----- Passage to read
These questions fill gaps on schools, gun policy, concrete housing levers, gubernatorial candidate attributes, and youth turnout barriers/channels-directly tied to 2026 priorities and mobilization.
Study Overview Updated Feb 19, 2026
Research question: What do Wisconsin voters care about heading into the 2026 midterms-especially housing affordability, public schools, gun violence, the open governor’s race, and whether young voters can be mobilized-and what messages move them. Research group: 70 responses from 10 registered voters (ages 18–61) across rural counties and Milwaukee, including rural caregivers/retirees, trades/contractors, small‑business owners, K‑12 staff, and young urban voters.
----------
----- Information given
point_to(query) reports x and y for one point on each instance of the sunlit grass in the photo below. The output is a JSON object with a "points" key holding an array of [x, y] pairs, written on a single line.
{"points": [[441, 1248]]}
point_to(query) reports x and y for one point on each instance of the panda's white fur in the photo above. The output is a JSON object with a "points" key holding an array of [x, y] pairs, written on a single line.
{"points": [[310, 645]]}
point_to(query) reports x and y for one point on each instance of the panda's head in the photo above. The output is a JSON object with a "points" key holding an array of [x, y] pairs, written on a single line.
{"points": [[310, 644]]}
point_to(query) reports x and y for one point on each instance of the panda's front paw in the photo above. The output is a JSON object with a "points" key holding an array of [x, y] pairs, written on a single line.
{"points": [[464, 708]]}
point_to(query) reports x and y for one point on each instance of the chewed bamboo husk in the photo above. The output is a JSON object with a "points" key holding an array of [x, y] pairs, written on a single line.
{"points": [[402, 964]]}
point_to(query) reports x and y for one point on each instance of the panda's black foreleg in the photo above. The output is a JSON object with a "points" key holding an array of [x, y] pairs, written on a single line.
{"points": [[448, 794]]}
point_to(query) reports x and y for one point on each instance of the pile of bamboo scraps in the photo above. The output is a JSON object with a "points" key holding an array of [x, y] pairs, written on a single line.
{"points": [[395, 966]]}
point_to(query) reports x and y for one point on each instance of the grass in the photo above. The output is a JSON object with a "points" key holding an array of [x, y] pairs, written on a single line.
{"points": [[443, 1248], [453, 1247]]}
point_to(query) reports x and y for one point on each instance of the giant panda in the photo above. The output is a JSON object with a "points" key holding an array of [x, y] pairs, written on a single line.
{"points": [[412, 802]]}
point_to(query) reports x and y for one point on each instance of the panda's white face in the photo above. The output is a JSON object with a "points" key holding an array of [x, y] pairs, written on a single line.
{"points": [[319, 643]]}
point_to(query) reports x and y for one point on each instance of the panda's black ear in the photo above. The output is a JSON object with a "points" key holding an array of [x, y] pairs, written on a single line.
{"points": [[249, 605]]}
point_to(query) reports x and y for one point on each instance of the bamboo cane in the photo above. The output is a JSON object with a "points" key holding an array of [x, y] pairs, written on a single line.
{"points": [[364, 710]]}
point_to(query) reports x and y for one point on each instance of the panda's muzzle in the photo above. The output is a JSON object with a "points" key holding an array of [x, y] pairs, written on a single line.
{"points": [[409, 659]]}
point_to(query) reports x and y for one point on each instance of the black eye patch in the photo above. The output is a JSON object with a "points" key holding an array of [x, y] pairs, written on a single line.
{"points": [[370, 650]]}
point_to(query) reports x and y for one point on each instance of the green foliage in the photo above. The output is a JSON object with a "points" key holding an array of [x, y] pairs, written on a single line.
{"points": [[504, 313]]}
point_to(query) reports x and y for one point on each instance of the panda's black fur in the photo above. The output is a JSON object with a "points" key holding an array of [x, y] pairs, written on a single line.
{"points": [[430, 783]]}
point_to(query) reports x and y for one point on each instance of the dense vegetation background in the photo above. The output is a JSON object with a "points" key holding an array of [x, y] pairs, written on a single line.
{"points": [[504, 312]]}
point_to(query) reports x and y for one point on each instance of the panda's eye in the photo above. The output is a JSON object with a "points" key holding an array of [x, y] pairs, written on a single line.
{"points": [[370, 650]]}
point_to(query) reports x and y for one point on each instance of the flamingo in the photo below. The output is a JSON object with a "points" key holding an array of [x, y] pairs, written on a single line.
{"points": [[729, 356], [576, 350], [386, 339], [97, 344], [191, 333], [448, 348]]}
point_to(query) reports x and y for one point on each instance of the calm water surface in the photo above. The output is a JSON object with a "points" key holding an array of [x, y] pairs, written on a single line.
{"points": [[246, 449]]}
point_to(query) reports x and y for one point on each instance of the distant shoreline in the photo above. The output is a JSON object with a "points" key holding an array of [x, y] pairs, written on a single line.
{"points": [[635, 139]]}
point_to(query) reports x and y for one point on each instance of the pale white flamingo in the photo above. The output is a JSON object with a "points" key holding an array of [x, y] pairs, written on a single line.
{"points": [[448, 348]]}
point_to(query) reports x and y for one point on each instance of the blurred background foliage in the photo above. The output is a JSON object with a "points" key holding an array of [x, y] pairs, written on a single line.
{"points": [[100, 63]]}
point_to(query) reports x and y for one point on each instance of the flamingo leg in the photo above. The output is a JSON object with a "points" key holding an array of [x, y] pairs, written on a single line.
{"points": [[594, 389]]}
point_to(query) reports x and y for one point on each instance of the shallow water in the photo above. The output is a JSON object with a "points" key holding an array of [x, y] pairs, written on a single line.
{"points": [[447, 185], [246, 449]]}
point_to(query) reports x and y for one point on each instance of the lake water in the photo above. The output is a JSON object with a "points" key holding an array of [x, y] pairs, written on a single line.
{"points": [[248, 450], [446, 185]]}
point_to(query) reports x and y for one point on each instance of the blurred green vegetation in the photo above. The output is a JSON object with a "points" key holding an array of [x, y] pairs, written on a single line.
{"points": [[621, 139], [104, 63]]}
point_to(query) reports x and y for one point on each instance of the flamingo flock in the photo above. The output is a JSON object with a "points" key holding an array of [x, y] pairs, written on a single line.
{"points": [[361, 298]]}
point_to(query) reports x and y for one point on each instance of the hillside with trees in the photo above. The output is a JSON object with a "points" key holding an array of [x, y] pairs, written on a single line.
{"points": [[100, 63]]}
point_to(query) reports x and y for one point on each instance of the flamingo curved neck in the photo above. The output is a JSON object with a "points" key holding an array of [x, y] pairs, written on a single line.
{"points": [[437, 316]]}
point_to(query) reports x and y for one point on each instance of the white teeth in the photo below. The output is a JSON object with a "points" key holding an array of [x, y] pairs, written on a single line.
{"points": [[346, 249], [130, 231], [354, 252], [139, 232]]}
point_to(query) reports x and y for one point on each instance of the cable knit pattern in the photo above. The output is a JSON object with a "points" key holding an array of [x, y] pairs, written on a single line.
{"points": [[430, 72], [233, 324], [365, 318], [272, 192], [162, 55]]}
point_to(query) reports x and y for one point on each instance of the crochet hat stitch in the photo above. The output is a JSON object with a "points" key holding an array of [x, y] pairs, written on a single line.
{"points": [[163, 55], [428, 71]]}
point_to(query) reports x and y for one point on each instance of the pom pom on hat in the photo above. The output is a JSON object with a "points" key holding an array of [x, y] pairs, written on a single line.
----------
What to work on:
- a) List every kind of participant that the Wisconsin voter study overview names in its research group.
- b) What age range does the Wisconsin voter study overview give for its registered voters?
- c) Continue the Wisconsin voter study overview after its description of the research group.
The entries are separate material and are not part of the Wisconsin voter study overview.

List of answers:
- a)
- Rural caregivers/retirees
- Trades/contractors
- Small-business owners
- K-12 staff
- Young urban voters

- b) The registered voters are ages 18 to 61.

- c)
What they said: Everyday infrastructure failures-unreliable broadband and freeze‑thaw roads-are seen as root problems that magnify cost pressures (groceries, heating, utilities, insurance), with rural health/EMS access and school staffing close behind. Voters want “boring‑competent” governance: concrete plans with timelines, metrics, budgets, and public trackers; the governor matters for tone/vetoes, but most delivery runs through the legislature and budgets. They’re wary of one‑party control yet would tolerate a Democratic sweep on probation if it delivers fast, local, measurable benefits without culture‑war drama; heavy out‑of‑state money triggers distrust unless offset by visible local work and receipts. Young voters say excitement requires transactional wins they feel within months (lower utility/insurance bills, affordable credentials/transit, easier voting) presented via a one‑page “fridge sheet” and live dashboards.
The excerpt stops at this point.